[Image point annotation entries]
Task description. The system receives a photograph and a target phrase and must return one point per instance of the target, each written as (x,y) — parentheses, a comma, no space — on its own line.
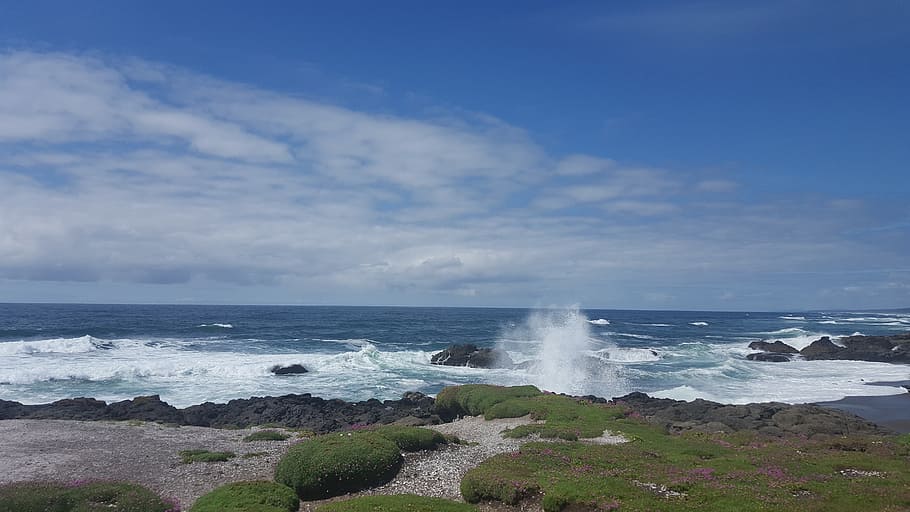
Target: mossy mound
(88,497)
(336,464)
(256,496)
(477,399)
(412,439)
(266,435)
(397,503)
(700,472)
(190,456)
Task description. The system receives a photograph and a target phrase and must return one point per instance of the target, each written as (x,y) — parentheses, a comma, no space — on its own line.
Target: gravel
(147,453)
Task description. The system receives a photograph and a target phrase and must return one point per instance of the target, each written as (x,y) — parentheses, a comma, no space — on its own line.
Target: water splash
(562,355)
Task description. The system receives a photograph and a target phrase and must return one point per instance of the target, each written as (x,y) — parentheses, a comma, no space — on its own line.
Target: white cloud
(136,172)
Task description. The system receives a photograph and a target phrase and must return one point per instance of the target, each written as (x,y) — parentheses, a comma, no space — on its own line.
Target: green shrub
(700,472)
(412,439)
(397,503)
(336,464)
(476,399)
(248,497)
(190,456)
(266,435)
(85,497)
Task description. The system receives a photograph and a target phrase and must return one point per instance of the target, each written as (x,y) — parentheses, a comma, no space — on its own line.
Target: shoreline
(889,411)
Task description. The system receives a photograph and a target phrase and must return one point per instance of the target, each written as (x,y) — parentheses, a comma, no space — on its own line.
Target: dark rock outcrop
(882,349)
(775,419)
(299,411)
(470,355)
(778,347)
(293,369)
(768,357)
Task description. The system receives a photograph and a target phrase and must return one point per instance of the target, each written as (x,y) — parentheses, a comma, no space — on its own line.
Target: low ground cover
(256,496)
(190,456)
(693,471)
(266,435)
(397,503)
(411,439)
(335,464)
(81,497)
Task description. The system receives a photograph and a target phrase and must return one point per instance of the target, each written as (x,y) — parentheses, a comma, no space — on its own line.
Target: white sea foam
(627,355)
(562,350)
(794,382)
(633,335)
(56,345)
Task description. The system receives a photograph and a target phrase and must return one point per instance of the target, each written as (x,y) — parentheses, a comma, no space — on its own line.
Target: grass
(336,464)
(661,472)
(266,435)
(190,456)
(256,496)
(411,439)
(397,503)
(81,497)
(476,399)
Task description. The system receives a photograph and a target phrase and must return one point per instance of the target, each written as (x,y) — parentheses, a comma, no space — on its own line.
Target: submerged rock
(768,357)
(778,347)
(881,349)
(293,369)
(470,355)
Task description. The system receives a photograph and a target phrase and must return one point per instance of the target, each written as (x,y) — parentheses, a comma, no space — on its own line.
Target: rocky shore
(297,411)
(321,415)
(878,349)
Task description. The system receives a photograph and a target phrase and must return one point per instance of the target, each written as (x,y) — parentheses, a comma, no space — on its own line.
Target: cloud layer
(130,171)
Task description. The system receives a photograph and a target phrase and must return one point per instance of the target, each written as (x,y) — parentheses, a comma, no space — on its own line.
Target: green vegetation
(81,497)
(397,503)
(476,399)
(335,464)
(190,456)
(662,472)
(266,435)
(411,439)
(248,497)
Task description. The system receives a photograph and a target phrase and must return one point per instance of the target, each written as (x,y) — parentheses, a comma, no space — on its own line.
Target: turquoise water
(193,354)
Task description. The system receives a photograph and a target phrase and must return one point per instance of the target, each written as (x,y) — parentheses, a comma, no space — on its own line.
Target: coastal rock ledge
(877,349)
(297,411)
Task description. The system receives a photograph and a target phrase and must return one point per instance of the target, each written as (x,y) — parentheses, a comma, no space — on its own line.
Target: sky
(691,155)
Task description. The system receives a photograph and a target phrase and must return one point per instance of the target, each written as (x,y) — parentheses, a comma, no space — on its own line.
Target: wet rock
(770,418)
(292,369)
(881,349)
(769,358)
(777,347)
(145,408)
(470,355)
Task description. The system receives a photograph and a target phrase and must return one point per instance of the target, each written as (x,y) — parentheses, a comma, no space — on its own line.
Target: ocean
(194,354)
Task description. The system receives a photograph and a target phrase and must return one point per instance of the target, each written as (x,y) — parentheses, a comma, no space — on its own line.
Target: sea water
(194,354)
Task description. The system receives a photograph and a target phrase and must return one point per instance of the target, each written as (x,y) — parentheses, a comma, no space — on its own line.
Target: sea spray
(562,354)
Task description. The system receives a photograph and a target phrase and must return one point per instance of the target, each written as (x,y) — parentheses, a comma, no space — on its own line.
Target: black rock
(768,357)
(288,370)
(772,418)
(470,355)
(778,347)
(882,349)
(822,348)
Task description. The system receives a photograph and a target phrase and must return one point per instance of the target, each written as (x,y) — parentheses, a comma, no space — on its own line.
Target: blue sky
(655,155)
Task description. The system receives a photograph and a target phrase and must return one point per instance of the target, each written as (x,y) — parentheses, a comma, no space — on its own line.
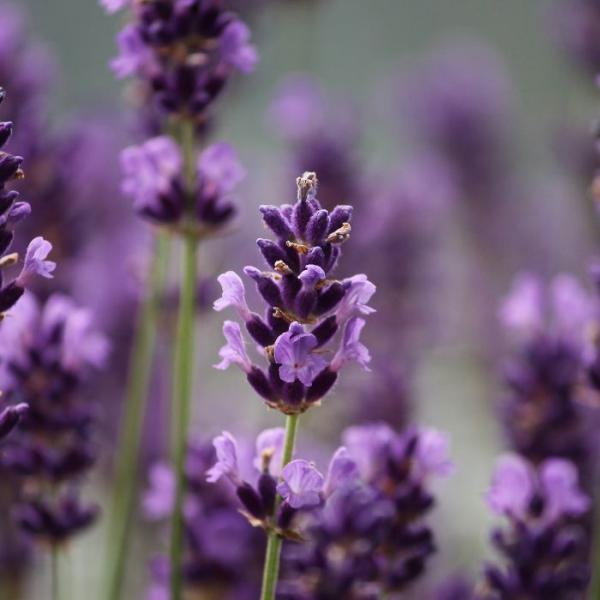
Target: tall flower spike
(305,305)
(368,537)
(182,53)
(47,354)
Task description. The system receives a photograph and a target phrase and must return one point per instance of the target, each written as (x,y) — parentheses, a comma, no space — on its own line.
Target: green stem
(273,552)
(140,370)
(182,393)
(55,572)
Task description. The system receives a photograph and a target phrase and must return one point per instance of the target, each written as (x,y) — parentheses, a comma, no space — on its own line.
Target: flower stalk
(135,409)
(183,383)
(273,552)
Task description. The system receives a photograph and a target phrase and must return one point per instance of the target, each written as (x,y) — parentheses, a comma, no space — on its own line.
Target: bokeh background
(360,51)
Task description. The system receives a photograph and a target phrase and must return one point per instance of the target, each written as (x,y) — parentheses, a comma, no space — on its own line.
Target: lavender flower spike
(301,484)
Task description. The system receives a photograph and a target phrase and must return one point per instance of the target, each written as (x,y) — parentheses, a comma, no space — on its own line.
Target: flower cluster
(306,306)
(541,412)
(46,354)
(153,178)
(370,539)
(544,547)
(212,562)
(182,51)
(299,484)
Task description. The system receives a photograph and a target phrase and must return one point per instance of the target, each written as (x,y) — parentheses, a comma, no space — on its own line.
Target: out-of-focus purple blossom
(459,101)
(543,543)
(301,484)
(54,446)
(369,538)
(153,179)
(550,330)
(182,54)
(306,306)
(222,554)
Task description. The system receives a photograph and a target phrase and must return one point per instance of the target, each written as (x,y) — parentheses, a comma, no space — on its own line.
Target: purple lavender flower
(301,484)
(222,553)
(544,546)
(153,179)
(369,538)
(305,306)
(182,53)
(549,331)
(47,354)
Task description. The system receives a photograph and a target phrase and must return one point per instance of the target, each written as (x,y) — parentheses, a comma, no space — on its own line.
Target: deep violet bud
(543,545)
(48,354)
(301,484)
(9,418)
(370,531)
(182,55)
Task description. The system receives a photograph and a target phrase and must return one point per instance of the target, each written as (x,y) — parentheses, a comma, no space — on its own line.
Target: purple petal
(234,351)
(301,484)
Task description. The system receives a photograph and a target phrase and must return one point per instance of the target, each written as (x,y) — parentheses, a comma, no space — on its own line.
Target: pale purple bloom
(351,348)
(573,309)
(360,290)
(522,312)
(113,6)
(35,261)
(234,295)
(301,484)
(343,471)
(431,455)
(234,351)
(293,353)
(312,275)
(219,166)
(149,170)
(159,499)
(134,55)
(269,444)
(227,461)
(236,49)
(82,344)
(559,480)
(512,487)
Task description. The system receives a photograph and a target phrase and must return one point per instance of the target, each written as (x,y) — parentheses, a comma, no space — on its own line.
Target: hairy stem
(273,552)
(182,376)
(123,500)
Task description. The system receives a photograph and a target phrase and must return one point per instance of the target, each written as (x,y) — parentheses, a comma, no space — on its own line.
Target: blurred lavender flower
(305,306)
(543,547)
(182,52)
(322,133)
(47,355)
(550,330)
(222,554)
(153,178)
(370,538)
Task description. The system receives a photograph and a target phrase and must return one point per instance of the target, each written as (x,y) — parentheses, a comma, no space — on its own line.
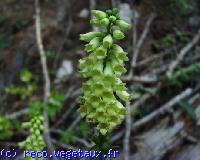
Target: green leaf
(67,137)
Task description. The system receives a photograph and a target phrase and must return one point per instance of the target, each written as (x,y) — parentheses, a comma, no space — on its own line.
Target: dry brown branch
(126,142)
(141,40)
(47,83)
(182,53)
(163,108)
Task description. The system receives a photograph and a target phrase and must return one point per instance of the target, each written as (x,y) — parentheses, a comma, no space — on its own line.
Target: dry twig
(182,53)
(127,134)
(163,108)
(47,83)
(141,40)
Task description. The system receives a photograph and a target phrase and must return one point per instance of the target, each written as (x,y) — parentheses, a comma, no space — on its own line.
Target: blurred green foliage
(27,89)
(6,128)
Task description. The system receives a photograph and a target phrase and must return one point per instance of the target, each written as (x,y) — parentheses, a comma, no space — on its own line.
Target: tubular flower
(103,90)
(34,142)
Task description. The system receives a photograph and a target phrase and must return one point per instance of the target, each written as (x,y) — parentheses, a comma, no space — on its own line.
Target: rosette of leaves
(34,142)
(103,91)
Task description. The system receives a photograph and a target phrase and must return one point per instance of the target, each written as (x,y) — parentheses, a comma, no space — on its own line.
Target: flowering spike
(103,68)
(123,25)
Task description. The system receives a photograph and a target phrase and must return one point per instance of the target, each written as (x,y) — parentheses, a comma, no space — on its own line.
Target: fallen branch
(141,40)
(163,108)
(182,53)
(47,83)
(127,134)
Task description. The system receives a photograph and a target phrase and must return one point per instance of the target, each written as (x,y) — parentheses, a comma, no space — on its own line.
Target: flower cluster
(34,142)
(102,92)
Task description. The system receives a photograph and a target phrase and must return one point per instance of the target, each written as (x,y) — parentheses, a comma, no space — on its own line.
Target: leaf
(67,137)
(189,109)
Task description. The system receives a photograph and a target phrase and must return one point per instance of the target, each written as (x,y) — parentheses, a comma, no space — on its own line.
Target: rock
(191,152)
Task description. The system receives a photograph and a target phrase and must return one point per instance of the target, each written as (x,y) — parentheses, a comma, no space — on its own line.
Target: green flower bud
(101,52)
(112,18)
(98,14)
(123,25)
(104,22)
(89,36)
(118,35)
(103,66)
(94,43)
(117,49)
(107,41)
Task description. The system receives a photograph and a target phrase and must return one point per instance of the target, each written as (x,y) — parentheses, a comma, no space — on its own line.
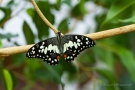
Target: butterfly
(51,49)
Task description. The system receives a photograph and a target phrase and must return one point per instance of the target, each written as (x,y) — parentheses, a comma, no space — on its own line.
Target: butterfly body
(68,46)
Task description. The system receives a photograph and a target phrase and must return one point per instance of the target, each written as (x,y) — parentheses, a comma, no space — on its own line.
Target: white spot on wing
(45,50)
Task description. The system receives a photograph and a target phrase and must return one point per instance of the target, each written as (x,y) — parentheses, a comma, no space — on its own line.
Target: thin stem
(0,1)
(43,17)
(95,36)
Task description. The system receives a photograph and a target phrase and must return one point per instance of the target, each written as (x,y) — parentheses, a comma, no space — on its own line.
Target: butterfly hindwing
(74,44)
(46,50)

• **PROBLEM TO WORK ON**: From the records above, pull out every line that contains the string "cloud" and copy those lines. Matching is case-sensitive.

• **CORRECT ANSWER**:
Target: white cloud
Target: cloud layer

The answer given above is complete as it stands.